**Série d'exercices**
a - D'après le message de Gwen dans la discussion sur la lecture de films sur l'iPad depuis une clé USB, dans quel dossier de la clé faut-il placer les films ?
b - Poursuivez la discussion sur la lecture de films sur l'iPad depuis une clé USB à partir de l'endroit où elle s'interrompt.

# Lire des films sur l'IPad depuis une clé USB ?



## bagheera55 (31 Juillet 2010)

Voici une question qui est différente de celle posée sur l'autre fil de discussion relatif à une lé USB: J'adore mon IPad à une exception prés: le fait de ne pas pouvoir connecter de clé USB ou de disque dur externe est vraiment énervant...

Pourquoi? En ce qui me concerne, l'IPad étant parfait pour visionner des films lorsqu'on est en déplacement et ceux-ci pesant assez lourd en poids (Gigas) l'idéal serait d'avoir les films sur une clé USB 32/64 Ga afin de préserver de la place sur l'IPad.

Apparemment on peut connecter une clé USB via le kit photo, mais:

- est-on obligé de jailbreaker l'Ipad?
- GoodReader lit-il les films?
- comment faire, sinon pour lire des films stockés sur une clé USB?

Merci d'avance pour votre réponse.


----------



## Alycastre (31 Juillet 2010)

Mettre les fichiers sur une carte SD, et lire avec le connecteur....
Certes, plus onéreux qu'une clé !


----------



## arbaot (31 Juillet 2010)

pour connecter des cartes SD

http://www.zoomitonline.com/   77.43$


----------



## Gwen (31 Juillet 2010)

On peut mettre les films sur la clef dans un dossier DCIM. L'iPad le prendra pour une carte photo et téléchargera son contenu. 

Ensuite, je n'ai toujours pas ce connecteur pour appareil photo, donc je ne peux tester avec Good Reader, mais peut-être que cela marche également.


----------



## kriso (31 Juillet 2010)

gwen a dit:


> On peut mettre les films sur la clef dans un dossier DCIM. L'iPad le prendra pour une carte photo et téléchargera son contenu.

**Données extraites**
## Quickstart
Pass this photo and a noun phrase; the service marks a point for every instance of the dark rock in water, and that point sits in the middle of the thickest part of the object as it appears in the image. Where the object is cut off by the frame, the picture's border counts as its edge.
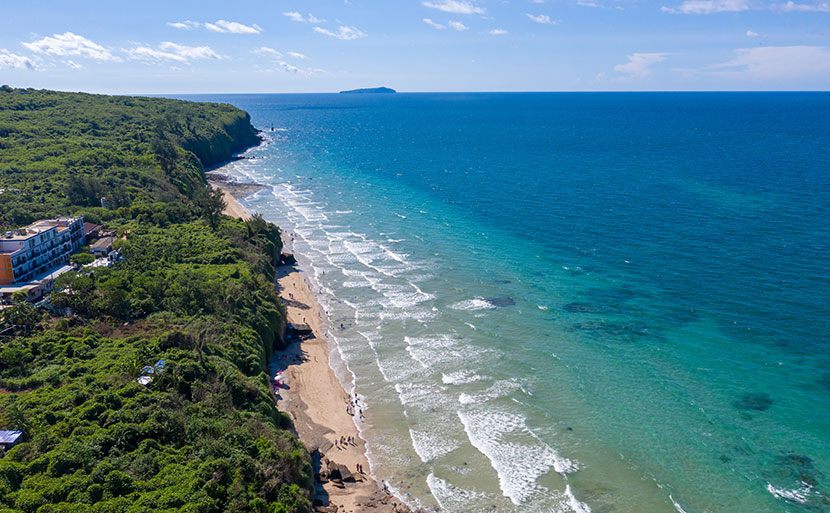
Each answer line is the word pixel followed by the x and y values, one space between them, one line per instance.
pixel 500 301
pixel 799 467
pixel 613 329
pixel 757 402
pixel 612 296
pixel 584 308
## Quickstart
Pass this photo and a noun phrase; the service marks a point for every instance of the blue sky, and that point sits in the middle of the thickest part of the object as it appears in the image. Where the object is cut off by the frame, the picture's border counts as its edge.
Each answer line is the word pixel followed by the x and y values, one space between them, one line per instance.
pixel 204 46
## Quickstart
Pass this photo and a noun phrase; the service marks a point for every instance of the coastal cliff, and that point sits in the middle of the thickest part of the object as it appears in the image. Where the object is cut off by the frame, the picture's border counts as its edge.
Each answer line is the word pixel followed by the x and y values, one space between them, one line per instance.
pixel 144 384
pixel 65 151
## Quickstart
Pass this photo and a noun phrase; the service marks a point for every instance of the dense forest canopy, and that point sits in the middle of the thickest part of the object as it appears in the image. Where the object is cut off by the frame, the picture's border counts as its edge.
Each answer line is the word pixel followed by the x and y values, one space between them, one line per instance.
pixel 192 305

...

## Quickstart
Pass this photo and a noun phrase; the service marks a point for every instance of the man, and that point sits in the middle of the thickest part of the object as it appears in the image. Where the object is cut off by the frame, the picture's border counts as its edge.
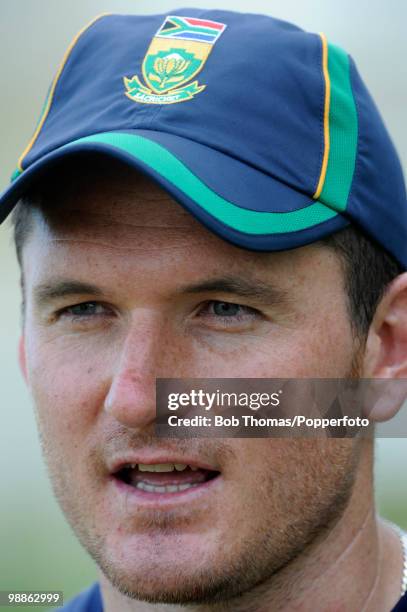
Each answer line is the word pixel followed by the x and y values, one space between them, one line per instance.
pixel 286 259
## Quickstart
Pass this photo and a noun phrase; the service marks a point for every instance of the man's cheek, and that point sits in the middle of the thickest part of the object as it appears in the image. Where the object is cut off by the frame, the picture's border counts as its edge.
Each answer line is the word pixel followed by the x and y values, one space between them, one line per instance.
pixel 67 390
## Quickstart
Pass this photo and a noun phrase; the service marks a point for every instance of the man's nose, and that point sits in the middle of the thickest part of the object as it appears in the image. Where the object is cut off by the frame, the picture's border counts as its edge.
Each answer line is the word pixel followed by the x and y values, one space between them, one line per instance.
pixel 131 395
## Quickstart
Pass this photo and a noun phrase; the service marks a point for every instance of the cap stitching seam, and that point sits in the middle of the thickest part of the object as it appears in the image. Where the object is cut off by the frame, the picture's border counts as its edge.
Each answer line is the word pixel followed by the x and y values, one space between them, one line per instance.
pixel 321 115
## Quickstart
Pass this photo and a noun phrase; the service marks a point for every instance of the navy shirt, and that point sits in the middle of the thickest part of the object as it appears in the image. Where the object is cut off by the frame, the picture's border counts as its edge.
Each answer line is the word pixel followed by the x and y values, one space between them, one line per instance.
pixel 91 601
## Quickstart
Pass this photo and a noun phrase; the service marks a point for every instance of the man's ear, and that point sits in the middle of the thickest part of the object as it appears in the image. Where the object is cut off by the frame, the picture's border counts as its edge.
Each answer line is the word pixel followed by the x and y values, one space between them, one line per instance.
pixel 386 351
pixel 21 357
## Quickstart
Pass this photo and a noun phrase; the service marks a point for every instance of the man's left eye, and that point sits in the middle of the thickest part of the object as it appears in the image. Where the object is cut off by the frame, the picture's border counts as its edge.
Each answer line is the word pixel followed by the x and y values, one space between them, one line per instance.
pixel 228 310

--

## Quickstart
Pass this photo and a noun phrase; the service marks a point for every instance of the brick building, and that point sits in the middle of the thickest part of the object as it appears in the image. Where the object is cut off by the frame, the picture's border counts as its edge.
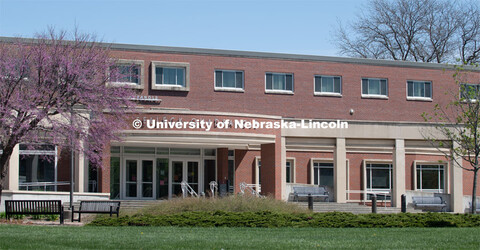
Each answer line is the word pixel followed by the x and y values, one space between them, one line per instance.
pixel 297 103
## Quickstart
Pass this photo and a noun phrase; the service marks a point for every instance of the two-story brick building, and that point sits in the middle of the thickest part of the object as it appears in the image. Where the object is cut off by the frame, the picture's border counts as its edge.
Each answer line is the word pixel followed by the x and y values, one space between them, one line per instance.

**Corrigé de l'exercice**
a - Dans un dossier DCIM.

b -
> 
> Ensuite, je n'ai toujours pas ce connecteur pour appareil photo, donc je ne peux tester avec Good Reader, mais peut-être que cela marche également.


 
Il paraît que ça marche aussi en branchant la clé USB sur un lecteur multicartes alimenté (lui-même branché sur le connecteur de l'ipad).


----------



## Gwen (31 Juillet 2010)

Logique, mais n'oublis pas qu'il y a un lecteur de cartes SD vendu avec le connecteur photo, donc c'est plus simple


----------



## Jellybass (6 Août 2010)

gwen a dit:


> On peut mettre les films sur la clef dans un dossier DCIM. L'iPad le prendra pour une carte photo et téléchargera son contenu.



J'ai essayé avec une clé USB en FAT-32, mais ça n'a pas fonctionné. 



gwen a dit:


> Ensuite, je n'ai toujours pas ce connecteur pour appareil photo, donc je ne peux tester avec Good Reader, mais peut-être que cela marche également.



Non, ça ne marche pas dans Good Reader. Je crois que ça marche en jailbreakant.


Je viens de poster ailleurs *un bref tuto* expliquant comment lire des vidéos depuis une carte SD (mes excuses, j'avais oublié qu'il y avait déjà un fil à ce sujet).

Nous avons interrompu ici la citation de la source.